(GIVEN REQUEST):
List every line of the material that contains the word "engraved", copying each such line in full.

========================================

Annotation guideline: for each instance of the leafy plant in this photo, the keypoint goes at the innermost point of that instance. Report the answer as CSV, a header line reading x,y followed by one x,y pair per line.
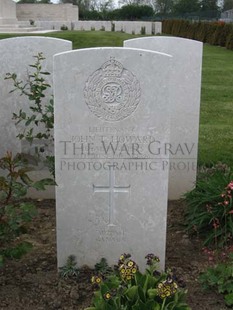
x,y
220,278
210,206
102,267
38,120
64,27
15,214
129,289
70,269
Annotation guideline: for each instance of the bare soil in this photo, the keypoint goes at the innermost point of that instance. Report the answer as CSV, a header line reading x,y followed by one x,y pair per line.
x,y
32,283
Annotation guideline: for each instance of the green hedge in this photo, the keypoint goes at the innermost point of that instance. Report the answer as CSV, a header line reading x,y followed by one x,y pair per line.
x,y
215,33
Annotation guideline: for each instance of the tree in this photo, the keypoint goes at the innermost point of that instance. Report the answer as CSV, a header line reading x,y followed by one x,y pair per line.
x,y
163,6
227,5
186,6
209,5
134,12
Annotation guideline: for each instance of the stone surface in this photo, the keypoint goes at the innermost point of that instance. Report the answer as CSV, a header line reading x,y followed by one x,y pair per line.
x,y
47,12
16,55
7,12
111,115
185,107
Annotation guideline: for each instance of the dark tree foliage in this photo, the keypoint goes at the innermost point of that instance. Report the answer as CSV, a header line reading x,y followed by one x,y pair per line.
x,y
186,6
135,12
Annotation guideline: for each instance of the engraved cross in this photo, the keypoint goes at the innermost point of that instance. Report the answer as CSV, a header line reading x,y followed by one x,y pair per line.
x,y
111,189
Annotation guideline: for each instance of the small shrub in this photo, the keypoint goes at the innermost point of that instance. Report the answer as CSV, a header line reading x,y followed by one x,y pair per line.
x,y
69,270
143,30
220,279
210,206
15,214
102,267
64,27
40,113
128,288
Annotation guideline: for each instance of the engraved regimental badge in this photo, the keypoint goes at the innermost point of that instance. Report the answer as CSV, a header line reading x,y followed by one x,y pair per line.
x,y
112,92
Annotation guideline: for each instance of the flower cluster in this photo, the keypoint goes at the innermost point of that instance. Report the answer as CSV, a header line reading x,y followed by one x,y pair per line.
x,y
167,288
96,280
127,267
151,259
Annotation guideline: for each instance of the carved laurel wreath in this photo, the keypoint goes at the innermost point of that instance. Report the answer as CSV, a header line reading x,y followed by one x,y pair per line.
x,y
112,92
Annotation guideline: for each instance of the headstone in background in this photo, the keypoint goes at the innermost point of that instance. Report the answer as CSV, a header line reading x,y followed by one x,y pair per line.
x,y
185,107
7,12
16,55
111,119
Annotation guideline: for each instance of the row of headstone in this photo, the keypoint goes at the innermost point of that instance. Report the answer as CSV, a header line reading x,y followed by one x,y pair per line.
x,y
126,133
131,27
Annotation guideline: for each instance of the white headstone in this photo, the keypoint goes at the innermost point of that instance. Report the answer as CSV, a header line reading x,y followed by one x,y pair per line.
x,y
111,115
16,55
7,12
185,107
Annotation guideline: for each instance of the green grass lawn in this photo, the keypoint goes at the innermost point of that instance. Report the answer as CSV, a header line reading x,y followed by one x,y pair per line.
x,y
216,119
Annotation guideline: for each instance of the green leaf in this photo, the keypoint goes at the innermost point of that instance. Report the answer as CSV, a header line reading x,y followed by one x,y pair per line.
x,y
1,261
132,292
229,299
40,185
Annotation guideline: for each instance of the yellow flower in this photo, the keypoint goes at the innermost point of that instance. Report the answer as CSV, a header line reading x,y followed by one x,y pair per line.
x,y
130,263
166,289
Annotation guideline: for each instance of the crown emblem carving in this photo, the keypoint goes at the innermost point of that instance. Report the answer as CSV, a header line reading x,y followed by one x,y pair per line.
x,y
112,68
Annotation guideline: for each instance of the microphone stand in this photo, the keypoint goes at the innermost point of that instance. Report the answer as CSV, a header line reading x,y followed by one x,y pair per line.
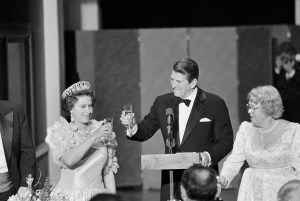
x,y
170,142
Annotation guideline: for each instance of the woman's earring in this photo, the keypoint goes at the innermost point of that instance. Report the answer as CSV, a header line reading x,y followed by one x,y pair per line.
x,y
72,117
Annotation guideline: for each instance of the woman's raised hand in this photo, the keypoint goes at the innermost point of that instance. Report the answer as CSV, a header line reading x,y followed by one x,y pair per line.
x,y
224,181
102,130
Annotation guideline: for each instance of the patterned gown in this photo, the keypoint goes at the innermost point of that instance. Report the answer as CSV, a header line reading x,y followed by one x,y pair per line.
x,y
268,169
85,180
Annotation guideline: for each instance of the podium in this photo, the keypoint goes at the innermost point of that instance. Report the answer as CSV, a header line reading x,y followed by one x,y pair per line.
x,y
170,162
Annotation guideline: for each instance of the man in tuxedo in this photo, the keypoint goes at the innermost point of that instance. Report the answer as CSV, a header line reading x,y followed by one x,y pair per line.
x,y
201,122
200,183
17,151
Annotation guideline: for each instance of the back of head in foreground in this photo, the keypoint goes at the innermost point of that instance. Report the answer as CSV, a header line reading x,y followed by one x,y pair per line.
x,y
107,197
200,183
290,191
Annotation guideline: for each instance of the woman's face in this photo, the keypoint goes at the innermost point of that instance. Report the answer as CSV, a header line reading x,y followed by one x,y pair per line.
x,y
83,109
256,113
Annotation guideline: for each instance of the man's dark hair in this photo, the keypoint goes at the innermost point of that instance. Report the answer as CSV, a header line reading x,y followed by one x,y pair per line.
x,y
187,67
287,48
200,183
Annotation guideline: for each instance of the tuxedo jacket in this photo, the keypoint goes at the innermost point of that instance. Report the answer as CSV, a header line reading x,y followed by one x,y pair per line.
x,y
290,94
208,129
17,143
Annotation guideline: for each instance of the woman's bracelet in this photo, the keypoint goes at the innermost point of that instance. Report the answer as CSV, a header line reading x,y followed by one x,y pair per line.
x,y
93,138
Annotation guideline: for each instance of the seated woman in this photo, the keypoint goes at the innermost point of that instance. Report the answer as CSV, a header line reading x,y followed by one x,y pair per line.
x,y
87,163
270,145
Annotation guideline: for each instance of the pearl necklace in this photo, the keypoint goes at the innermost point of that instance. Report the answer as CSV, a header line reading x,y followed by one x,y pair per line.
x,y
262,137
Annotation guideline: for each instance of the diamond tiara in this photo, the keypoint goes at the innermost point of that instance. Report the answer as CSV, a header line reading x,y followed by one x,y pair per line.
x,y
78,86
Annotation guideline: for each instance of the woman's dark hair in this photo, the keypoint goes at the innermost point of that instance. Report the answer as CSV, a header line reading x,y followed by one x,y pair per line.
x,y
71,94
187,67
107,197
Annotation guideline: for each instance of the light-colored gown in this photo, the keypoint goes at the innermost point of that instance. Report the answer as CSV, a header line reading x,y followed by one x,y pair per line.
x,y
85,180
268,169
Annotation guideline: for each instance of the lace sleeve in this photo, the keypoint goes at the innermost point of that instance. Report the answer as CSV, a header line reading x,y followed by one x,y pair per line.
x,y
295,151
236,159
112,161
58,143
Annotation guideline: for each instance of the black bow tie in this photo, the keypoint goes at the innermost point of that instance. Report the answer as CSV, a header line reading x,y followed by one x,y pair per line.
x,y
185,101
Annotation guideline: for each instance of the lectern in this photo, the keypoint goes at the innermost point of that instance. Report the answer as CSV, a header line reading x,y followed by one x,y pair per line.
x,y
170,162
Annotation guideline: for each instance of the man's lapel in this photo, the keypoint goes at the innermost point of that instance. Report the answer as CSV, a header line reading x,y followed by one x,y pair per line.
x,y
196,113
6,129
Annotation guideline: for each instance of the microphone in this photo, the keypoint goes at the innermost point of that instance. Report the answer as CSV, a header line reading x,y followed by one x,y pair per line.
x,y
170,119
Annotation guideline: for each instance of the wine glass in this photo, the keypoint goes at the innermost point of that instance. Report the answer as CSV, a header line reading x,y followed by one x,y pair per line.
x,y
128,111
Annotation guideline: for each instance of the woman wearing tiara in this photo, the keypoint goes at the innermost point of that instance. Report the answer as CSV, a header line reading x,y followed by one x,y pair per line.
x,y
270,145
87,161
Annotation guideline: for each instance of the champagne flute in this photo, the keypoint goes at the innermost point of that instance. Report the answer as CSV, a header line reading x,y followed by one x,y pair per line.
x,y
128,111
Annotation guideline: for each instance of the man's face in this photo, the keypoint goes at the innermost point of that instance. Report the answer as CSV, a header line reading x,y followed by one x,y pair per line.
x,y
288,62
181,86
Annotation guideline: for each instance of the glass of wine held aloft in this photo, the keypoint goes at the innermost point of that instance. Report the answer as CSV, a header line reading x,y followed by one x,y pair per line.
x,y
128,112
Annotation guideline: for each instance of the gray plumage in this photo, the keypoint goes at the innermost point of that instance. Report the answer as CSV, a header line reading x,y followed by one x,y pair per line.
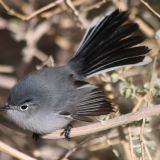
x,y
51,98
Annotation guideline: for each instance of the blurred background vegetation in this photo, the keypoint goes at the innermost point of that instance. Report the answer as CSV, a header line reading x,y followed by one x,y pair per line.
x,y
49,36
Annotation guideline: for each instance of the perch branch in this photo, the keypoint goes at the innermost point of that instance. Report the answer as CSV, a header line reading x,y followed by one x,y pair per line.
x,y
13,152
150,8
111,123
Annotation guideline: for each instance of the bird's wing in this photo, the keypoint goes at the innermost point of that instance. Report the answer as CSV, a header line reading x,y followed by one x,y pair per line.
x,y
91,102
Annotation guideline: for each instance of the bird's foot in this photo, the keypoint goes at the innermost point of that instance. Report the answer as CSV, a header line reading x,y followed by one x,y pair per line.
x,y
67,132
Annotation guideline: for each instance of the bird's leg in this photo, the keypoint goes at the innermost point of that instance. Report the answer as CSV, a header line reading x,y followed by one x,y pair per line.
x,y
36,136
67,131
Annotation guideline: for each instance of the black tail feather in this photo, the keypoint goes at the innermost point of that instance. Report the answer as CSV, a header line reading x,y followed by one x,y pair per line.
x,y
109,44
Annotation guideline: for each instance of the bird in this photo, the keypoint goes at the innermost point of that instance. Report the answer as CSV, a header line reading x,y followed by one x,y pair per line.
x,y
52,98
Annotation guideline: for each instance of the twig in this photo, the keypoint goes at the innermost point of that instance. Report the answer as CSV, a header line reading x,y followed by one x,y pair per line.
x,y
32,15
75,12
13,152
94,6
111,123
130,143
150,8
72,150
142,139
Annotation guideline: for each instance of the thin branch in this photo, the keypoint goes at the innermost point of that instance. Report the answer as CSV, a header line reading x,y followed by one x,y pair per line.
x,y
142,139
131,143
75,12
32,15
111,123
13,152
150,8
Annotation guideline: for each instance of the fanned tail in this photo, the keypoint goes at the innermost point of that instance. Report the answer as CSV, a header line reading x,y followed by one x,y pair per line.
x,y
108,45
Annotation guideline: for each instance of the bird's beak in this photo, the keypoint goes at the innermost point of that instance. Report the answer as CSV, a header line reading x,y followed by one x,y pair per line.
x,y
5,108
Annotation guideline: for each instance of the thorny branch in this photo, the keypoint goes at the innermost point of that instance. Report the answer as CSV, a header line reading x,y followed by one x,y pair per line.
x,y
111,123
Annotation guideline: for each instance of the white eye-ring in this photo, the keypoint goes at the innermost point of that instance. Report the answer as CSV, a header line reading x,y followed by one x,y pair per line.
x,y
24,107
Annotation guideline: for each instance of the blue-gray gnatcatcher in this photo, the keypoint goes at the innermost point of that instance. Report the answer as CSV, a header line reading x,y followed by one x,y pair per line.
x,y
49,99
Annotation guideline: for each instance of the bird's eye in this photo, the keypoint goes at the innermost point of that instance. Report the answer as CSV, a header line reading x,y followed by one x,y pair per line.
x,y
24,107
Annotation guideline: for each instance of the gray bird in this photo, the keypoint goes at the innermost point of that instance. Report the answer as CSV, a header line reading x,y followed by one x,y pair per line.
x,y
51,98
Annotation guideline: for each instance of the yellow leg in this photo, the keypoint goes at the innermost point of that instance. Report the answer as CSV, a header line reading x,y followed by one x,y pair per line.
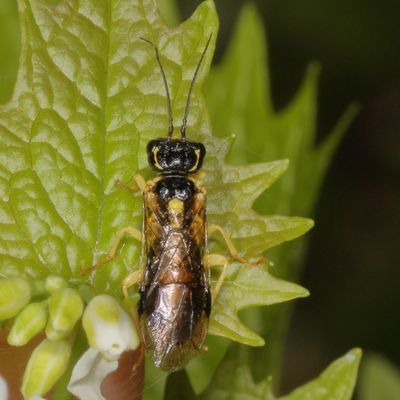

========================================

(EXERCISE RESPONSE):
Annotation guideline: for each instance of the engraved cross in this photo, the keypoint goes at the innermost point of that instance. Report the answer as CSV, a header line reading x,y followed by one x,y pair per line.
Annotation guideline: for each instance of the engraved regimental badge in this photo, the keypoint goes at the innermost point of that instance. Report the answer as CSV, a header line reading x,y followed by one x,y pair per line.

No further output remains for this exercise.